─── Source material

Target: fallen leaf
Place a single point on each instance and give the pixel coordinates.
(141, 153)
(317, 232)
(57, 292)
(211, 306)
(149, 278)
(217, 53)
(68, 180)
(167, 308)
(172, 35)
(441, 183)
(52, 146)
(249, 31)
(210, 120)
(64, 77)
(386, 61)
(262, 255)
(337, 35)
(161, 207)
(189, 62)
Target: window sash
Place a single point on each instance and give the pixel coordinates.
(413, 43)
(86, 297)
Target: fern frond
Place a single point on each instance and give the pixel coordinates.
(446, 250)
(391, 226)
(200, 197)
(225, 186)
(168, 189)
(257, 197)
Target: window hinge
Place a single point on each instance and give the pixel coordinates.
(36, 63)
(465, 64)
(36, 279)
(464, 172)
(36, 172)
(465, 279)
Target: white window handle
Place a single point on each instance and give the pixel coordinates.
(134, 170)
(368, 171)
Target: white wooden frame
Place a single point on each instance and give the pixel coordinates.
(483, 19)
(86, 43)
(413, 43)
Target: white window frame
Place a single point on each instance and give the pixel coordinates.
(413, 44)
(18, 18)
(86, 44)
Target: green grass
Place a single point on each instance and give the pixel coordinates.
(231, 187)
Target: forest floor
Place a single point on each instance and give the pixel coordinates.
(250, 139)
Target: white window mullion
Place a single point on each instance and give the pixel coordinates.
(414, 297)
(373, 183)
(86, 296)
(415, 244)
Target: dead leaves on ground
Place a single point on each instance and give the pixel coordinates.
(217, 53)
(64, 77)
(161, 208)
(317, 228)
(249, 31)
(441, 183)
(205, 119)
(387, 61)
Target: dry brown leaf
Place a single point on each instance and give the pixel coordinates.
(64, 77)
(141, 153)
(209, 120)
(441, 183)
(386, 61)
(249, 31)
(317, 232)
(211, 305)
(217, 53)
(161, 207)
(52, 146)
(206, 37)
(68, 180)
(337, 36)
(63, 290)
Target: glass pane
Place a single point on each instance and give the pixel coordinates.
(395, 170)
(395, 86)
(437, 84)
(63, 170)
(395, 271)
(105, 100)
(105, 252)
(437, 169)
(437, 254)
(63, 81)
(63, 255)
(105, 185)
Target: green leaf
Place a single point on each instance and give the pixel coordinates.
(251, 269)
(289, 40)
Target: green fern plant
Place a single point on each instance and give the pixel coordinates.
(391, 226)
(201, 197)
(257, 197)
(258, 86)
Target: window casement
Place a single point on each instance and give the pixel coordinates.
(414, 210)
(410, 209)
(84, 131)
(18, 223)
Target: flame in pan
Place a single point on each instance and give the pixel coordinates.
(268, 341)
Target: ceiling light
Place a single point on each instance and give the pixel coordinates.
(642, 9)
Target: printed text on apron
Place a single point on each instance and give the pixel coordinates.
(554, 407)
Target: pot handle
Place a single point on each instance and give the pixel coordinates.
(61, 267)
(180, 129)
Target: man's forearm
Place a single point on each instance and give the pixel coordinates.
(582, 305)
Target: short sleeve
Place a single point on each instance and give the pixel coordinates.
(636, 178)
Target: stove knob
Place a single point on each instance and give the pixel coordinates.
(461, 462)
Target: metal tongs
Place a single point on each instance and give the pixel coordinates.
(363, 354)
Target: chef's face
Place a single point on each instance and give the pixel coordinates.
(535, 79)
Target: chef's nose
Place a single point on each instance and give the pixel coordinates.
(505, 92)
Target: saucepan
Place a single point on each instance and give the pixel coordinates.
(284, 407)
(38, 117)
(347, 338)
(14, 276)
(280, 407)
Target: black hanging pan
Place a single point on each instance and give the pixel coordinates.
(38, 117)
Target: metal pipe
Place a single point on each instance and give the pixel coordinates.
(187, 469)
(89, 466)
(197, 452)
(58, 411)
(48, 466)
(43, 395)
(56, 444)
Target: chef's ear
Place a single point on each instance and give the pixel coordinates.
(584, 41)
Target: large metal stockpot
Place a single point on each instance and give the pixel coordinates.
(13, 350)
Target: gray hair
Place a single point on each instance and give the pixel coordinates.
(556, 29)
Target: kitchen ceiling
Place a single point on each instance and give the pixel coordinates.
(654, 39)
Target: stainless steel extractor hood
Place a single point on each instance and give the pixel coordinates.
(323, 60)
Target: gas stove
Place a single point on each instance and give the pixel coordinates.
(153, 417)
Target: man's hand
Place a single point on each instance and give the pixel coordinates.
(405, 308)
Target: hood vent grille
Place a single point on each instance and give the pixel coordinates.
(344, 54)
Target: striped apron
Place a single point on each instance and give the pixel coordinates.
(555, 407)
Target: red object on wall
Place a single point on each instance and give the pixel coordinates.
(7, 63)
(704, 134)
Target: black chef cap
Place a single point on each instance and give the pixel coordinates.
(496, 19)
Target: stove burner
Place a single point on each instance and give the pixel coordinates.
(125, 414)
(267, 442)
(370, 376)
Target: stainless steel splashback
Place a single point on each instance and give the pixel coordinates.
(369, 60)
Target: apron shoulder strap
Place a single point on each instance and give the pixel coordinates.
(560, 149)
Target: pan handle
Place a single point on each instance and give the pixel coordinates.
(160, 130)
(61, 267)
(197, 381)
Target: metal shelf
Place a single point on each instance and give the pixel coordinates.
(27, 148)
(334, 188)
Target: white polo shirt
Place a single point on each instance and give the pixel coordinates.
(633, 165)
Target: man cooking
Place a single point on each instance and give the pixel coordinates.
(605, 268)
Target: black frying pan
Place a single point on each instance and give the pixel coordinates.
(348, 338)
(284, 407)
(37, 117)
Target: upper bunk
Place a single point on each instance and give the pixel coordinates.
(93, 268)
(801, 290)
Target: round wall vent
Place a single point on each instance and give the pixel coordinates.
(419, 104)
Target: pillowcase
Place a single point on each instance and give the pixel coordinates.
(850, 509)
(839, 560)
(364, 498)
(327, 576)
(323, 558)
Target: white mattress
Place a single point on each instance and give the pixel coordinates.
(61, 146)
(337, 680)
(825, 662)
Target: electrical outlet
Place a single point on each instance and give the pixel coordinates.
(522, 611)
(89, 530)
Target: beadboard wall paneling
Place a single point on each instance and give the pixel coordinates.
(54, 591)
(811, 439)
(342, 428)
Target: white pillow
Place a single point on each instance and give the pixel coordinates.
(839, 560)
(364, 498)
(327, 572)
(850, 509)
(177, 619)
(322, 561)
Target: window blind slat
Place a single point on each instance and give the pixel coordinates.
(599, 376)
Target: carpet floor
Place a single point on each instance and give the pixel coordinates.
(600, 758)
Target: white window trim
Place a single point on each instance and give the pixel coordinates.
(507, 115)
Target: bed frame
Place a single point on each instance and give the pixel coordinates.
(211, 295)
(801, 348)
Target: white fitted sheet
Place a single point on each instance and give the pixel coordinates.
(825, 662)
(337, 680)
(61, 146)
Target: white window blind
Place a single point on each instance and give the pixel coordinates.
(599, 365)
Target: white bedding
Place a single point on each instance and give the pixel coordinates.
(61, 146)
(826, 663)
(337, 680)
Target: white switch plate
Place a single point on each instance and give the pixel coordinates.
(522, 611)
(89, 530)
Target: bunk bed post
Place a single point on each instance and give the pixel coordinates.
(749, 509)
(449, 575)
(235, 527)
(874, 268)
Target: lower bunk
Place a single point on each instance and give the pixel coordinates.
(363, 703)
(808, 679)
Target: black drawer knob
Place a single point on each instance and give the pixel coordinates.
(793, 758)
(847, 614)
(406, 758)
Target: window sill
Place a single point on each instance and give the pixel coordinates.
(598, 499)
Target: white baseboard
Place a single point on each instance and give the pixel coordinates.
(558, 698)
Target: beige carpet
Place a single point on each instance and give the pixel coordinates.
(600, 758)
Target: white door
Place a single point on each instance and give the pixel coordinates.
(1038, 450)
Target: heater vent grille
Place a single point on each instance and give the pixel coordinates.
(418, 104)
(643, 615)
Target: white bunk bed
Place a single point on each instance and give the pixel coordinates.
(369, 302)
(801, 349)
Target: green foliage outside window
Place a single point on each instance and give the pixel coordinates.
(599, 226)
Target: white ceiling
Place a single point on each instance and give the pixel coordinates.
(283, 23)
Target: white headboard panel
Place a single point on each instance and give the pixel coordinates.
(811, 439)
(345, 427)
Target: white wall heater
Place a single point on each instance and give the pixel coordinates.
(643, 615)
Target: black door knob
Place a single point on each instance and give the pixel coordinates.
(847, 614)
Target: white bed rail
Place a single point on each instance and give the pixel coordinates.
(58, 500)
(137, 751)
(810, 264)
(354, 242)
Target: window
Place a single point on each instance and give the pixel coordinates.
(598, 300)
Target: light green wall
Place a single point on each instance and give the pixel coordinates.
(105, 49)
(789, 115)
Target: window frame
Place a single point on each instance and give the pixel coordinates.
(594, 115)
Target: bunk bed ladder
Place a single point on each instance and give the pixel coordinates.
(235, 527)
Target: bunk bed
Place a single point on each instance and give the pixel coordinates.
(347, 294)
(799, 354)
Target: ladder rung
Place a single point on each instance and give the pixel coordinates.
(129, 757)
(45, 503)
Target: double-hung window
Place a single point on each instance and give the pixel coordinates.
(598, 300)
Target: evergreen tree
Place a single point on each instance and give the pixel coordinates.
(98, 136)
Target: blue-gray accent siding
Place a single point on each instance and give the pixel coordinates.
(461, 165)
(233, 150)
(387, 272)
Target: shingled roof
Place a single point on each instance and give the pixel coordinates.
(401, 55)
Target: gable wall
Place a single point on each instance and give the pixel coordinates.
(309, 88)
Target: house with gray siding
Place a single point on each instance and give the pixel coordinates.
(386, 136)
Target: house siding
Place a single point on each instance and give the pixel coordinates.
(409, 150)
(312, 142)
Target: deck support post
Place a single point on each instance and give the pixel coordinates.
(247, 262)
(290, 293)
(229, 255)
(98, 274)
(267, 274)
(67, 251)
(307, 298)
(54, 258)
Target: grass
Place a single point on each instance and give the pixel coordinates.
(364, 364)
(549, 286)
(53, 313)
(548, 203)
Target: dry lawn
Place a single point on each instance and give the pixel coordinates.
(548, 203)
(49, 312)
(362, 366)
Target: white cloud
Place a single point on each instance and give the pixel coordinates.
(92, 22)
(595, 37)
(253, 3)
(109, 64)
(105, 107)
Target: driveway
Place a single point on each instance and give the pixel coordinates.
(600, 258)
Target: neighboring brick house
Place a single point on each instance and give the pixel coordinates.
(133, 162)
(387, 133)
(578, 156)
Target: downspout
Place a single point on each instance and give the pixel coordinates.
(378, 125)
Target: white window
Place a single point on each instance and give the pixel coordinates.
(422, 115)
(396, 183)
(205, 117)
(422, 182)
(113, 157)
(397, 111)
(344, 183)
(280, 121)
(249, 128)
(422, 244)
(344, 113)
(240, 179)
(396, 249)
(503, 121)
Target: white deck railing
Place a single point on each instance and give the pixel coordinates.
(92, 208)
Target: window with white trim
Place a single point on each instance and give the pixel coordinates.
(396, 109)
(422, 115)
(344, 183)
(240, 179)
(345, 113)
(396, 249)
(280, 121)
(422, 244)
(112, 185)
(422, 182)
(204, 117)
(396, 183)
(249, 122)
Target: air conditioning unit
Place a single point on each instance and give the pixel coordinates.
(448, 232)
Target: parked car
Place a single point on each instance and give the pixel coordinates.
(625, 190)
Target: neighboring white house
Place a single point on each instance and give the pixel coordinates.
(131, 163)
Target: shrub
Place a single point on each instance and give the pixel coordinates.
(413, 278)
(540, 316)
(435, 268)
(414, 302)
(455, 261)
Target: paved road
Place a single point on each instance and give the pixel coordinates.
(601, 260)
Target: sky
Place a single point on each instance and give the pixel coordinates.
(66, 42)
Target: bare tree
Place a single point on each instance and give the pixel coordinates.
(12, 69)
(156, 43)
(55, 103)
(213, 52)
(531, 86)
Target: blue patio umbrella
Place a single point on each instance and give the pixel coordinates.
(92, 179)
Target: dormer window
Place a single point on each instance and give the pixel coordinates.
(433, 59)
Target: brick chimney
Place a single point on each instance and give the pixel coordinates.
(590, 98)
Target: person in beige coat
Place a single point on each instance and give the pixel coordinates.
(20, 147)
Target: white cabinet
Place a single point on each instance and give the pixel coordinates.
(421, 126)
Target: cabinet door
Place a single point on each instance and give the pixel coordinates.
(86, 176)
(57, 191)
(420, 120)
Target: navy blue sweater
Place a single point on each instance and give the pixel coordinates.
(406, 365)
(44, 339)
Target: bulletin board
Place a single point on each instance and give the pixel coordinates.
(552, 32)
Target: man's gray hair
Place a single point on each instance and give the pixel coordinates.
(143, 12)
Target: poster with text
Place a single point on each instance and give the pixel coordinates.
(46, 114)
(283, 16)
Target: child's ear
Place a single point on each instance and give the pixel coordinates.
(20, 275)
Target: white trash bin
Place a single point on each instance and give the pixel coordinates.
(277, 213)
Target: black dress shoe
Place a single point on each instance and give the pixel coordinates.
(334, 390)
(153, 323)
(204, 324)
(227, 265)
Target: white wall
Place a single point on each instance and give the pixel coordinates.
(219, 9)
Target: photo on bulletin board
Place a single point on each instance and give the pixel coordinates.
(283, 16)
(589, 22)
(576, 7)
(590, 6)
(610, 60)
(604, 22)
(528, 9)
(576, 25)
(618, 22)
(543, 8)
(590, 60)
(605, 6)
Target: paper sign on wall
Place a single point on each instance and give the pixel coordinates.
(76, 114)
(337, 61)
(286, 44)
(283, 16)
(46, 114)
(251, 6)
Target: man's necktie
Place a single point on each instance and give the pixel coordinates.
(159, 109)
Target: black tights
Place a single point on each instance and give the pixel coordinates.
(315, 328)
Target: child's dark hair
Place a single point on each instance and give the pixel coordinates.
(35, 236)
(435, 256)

──────

* What you are asked to do *
Rewrite the records from the line holding "Target: black tights" through the end of the records, swapping "instance" for "occurrence" and changing nothing else. Return only those lines.

* In response *
Target: black tights
Place a single point on each occurrence and give the pixel coordinates.
(315, 328)
Target: child's dark hair
Place a single point on each occurrence and give the pixel coordinates.
(35, 236)
(435, 256)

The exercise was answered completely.